---- Excerpt to read
Yep, Still Hotter

Like I said yesterday, I wanted to compare cities, surprise, Philadelphia vs. Chicago. And so with some extra time I was able to finish this graphic that took the data from Climate Central to compare the two cities.

What you can see below is that Philadelphia has seen more significant temperature growth in both summer highs and summer lows. And, importantly, the increase in low temperatures, i.e. nighttime, has been greater than that of daytime highs. That means that we have less of an opportunity to cool down after a hot summer day, adding stress to the system.

Chicago on the other hand has seen less overall growth, though it’s still present. And there too we see the same pattern of greater increases in low, i.e. nighttime, temperatures than of daytime highs.

It’s all unbearable

It’s remarkable to think that the flat where I lived seven of my eight years in Chicago had no air conditioning unit in the bedroom, only in the living room. It was, of course, an older concrete building from the 1960s/70s when, as the chart above shows, nighttime temperatures didn’t really require air conditioning.

But like I said yesterday, I’m just glad I’ve been able to crank the air conditioning the last several days.

Credit for the piece is mine.

You’re Not Crazy, It Is Getting Hotter

First, I should say that I don’t have a lot to say about this graphic because I went back to the source because I was interested in another city and I wanted to compare the two. In other words, expect a small graphic follow up to this maybe tomorrow.
--------
* Exercise brief *
According to the post comparing summer temperatures in Philadelphia and Chicago, where did the data for the graphic come from?
---- Extracted records
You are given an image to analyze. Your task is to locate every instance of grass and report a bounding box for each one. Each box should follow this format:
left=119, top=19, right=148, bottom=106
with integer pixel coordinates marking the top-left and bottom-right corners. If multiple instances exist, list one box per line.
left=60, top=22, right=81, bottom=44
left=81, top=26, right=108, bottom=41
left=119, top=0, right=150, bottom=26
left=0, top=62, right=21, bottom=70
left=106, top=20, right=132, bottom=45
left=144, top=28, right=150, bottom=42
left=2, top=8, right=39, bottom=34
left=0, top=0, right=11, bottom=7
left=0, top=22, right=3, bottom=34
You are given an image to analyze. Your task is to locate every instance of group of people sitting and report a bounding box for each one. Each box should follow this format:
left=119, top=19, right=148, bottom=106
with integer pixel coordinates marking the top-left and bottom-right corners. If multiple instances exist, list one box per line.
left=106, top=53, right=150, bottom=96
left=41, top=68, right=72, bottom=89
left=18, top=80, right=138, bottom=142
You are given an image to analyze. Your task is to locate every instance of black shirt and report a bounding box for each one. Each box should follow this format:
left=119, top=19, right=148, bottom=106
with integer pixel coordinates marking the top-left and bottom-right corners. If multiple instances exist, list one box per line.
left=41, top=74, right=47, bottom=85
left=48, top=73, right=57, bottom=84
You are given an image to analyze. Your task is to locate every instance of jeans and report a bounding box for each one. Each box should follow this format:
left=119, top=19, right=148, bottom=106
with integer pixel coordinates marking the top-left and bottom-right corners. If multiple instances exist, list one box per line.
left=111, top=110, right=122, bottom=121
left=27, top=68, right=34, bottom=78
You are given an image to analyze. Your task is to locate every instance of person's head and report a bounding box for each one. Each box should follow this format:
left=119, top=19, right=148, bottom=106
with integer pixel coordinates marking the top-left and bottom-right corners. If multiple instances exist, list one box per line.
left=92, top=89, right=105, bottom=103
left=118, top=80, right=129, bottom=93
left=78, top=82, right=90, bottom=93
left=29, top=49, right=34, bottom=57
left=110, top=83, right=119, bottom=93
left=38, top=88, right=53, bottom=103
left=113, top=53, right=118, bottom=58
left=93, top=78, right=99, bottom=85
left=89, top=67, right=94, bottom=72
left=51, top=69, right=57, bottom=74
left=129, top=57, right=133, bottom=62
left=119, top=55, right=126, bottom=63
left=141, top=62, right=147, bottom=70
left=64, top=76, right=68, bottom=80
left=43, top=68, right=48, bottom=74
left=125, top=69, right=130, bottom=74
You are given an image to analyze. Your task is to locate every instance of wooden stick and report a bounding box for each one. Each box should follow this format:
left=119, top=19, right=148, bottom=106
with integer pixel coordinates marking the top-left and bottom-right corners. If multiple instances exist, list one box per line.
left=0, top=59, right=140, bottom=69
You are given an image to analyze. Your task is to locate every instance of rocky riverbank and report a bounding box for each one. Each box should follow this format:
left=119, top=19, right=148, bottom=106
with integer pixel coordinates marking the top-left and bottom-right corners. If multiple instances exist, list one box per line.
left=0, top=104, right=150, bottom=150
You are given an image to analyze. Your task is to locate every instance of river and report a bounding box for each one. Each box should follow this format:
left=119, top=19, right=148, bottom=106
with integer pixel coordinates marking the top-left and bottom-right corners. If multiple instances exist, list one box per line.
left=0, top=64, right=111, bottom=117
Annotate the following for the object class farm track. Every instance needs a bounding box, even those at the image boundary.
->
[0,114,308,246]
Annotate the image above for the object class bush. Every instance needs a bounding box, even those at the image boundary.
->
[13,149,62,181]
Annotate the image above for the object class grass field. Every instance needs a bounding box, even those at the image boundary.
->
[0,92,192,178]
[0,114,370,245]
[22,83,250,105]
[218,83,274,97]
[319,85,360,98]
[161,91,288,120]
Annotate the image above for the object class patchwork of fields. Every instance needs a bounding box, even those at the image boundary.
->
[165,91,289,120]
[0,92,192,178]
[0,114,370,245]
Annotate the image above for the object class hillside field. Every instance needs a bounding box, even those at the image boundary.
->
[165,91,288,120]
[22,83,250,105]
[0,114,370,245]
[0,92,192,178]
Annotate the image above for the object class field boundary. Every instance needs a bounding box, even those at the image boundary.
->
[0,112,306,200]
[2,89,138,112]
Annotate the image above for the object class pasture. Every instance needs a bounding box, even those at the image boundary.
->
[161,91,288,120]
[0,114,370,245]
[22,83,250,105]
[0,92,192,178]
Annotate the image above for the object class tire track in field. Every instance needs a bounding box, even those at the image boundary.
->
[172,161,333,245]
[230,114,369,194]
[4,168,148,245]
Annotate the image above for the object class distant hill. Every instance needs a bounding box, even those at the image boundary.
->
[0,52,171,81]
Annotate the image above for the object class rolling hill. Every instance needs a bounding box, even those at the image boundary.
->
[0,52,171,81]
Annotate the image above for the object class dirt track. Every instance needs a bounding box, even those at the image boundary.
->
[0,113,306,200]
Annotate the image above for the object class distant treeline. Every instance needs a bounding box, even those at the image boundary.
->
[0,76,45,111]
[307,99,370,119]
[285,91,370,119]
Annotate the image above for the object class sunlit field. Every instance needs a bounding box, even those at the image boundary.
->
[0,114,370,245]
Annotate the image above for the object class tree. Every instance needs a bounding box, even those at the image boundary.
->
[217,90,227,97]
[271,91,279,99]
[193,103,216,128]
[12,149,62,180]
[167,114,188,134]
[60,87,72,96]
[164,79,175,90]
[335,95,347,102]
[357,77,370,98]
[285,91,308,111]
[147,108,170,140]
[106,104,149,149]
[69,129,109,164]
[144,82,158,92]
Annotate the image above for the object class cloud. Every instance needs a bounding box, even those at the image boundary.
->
--------
* Exercise response *
Climate Central